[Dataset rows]

*****

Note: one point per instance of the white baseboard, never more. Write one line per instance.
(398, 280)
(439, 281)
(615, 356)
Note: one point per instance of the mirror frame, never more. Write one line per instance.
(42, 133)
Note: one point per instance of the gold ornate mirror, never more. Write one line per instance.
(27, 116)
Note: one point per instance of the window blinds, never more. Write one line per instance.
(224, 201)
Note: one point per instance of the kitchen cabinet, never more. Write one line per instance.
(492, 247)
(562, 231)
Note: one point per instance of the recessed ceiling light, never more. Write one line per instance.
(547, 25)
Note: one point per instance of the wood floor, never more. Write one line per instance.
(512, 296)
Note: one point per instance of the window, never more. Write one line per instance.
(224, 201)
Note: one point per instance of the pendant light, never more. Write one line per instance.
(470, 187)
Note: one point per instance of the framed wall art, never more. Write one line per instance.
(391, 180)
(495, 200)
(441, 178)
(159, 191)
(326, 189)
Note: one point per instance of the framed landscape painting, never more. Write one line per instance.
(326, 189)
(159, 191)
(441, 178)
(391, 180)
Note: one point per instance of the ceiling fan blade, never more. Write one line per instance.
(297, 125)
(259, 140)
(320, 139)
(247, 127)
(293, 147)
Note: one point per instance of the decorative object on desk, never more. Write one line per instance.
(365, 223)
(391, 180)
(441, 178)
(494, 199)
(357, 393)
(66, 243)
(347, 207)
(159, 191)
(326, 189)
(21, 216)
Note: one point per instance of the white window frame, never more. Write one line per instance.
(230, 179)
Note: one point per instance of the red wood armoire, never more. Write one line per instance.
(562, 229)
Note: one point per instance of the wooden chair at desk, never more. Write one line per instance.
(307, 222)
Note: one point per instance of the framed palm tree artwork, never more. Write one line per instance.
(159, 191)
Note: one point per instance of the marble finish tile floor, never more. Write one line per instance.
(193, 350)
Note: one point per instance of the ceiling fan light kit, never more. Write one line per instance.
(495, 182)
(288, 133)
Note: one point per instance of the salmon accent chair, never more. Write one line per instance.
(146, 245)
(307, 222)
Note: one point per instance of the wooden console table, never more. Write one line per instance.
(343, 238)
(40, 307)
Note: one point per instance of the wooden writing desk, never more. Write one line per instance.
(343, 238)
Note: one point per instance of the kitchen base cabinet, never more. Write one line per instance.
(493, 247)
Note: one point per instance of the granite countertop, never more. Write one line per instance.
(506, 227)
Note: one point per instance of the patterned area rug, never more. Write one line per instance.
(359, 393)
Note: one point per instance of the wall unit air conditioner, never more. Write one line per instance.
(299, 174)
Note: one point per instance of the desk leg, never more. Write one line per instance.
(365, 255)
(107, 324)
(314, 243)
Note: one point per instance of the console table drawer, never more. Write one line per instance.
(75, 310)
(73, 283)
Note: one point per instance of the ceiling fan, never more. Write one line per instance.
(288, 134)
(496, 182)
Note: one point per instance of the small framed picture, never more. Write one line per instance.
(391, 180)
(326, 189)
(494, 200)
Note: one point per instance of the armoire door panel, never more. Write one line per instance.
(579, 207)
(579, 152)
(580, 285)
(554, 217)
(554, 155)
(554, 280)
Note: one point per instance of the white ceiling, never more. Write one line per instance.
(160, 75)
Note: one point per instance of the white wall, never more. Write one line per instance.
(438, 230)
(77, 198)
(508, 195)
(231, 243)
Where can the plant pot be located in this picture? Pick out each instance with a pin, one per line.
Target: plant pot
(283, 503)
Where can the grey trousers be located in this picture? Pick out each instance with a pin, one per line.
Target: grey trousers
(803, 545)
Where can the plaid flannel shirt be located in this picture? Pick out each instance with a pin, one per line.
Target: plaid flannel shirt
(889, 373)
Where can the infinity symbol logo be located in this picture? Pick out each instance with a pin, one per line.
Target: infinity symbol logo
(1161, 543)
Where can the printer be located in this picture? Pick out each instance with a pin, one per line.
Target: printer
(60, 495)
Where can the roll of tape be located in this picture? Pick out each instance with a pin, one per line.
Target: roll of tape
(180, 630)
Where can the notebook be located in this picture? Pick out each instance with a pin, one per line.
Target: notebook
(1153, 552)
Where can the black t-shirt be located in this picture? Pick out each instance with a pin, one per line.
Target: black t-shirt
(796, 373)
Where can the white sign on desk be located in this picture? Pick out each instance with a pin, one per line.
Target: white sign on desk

*****

TASK GOAL:
Can you pull every line from the records above and reproduce each one word for word, with nothing changed?

SOLUTION FOR THIS TASK:
Note: one point per instance of the white baseboard, never more. Write one line per instance.
(398, 280)
(439, 281)
(615, 356)
Note: one point per instance of the mirror frame, never more. Write one line per instance.
(42, 133)
Note: one point per instance of the gold ornate mirror, never more. Write one line per instance.
(27, 116)
Note: one point per instance of the window blinds, never more. Write one line per instance.
(224, 201)
Note: one point per instance of the kitchen cabinet, never more. Write one line per instance.
(492, 247)
(562, 231)
Note: one point per instance of the recessed ceiling light, never more. Write one line per instance.
(547, 25)
Note: one point per instance of the wood floor, never more. Write one line per instance.
(512, 296)
Note: one point per instance of the window, never more. Write one line per instance.
(224, 201)
Note: one point per instance of the pendant light, never more. Write one line per instance.
(470, 187)
Note: one point per instance of the framed wall art, never more. Write one line per instance.
(391, 180)
(495, 200)
(441, 178)
(159, 191)
(326, 189)
Note: one point per instance of the framed landscape painting, never more. Write one line per instance.
(326, 189)
(159, 191)
(441, 178)
(391, 180)
Note: one point per instance of the ceiling fan blade, never more. Write one line per instance.
(297, 125)
(259, 140)
(320, 139)
(247, 127)
(293, 147)
Note: one point per instance of the decorative object on desk, never more. Write one line per instance.
(365, 223)
(391, 180)
(441, 178)
(494, 199)
(357, 393)
(66, 243)
(347, 207)
(159, 191)
(326, 189)
(21, 216)
Note: one point per instance of the white window frame, never more. Write one line per instance.
(230, 179)
Note: one point per instance of the red wood armoire, never more. Write one line per instance.
(562, 229)
Note: one point per instance of the wooden chair at desk, never more. Write one line per instance.
(307, 222)
Note: one point per instance of the framed palm tree artwork, never more. Write one line per instance.
(159, 191)
Note: one point per instance of the marble finish tile floor, never more. Write one line per instance.
(193, 350)
Note: one point per instance of the ceiling fan light kit, never more. Write one line per instance.
(495, 182)
(288, 133)
Note: one point per instance of the salmon accent chair, never more. Write one line per instance.
(146, 245)
(307, 222)
Note: one point per instance of the wooden console table, never more. Write one line per instance.
(343, 238)
(40, 307)
Note: one point per instance of the wooden writing desk, never more. Write one line per instance.
(343, 238)
Note: one point per instance of the kitchen base cabinet, never more. Write one line per instance.
(493, 247)
Note: one point per instance of the granite countertop, never more. Write one line per instance.
(506, 227)
Note: one point per instance of the patterned area rug, never more. Write one line per instance.
(359, 393)
Note: one point per instance of the wall unit air conditioner, never more. Write one line per instance.
(299, 174)
Note: one point per instance of the desk leg, never more. Write one line per instance.
(365, 255)
(107, 324)
(314, 243)
Note: one point per instance of the console table drawer, never more. Write one line per instance.
(75, 310)
(73, 283)
Note: one point per instance of the ceiling fan, never more. Write one line per instance.
(288, 134)
(496, 182)
Note: one point per instance of the small framed picture, never more. Write one line per instance.
(391, 180)
(326, 189)
(494, 200)
Note: one point per instance of the armoire door panel, never more. Write one line per instance.
(579, 207)
(579, 152)
(580, 285)
(554, 217)
(554, 155)
(554, 280)
Note: one point per instance of the white ceiling, never more. Write one line per instance.
(160, 75)
Note: one point per instance of the white wall, never more. Write one line per instance.
(438, 230)
(77, 198)
(508, 195)
(231, 243)
Where can the plant pot be located in this picture? Pick out each instance with a pin, one per line.
Target: plant pot
(283, 503)
Where can the grey trousers be located in this picture? Pick out each instance with a pin, one per line.
Target: grey trousers
(803, 545)
Where can the plaid flannel shirt be located in this picture? Pick out each instance with a pin, one per line.
Target: plaid flannel shirt
(889, 373)
Where can the infinity symbol logo be located in this picture? Pick out each instance with a pin, one per line.
Target: infinity symbol logo
(1161, 543)
Where can the printer be located in this picture? Pick out each instance with a pin, one per line.
Target: printer
(60, 495)
Where can the roll of tape be located in this picture? Pick out each instance with a pin, one per line.
Target: roll of tape
(180, 630)
Where can the notebook be located in this picture? Pick out each instance with a pin, one per line.
Target: notebook
(1153, 552)
Where can the black t-shirt be located in this picture? Pick out each instance with a pin, one per line.
Target: black t-shirt
(796, 373)
Where can the white sign on desk be located in this picture? Pick out each instance with a pin, one per line.
Target: white sign on desk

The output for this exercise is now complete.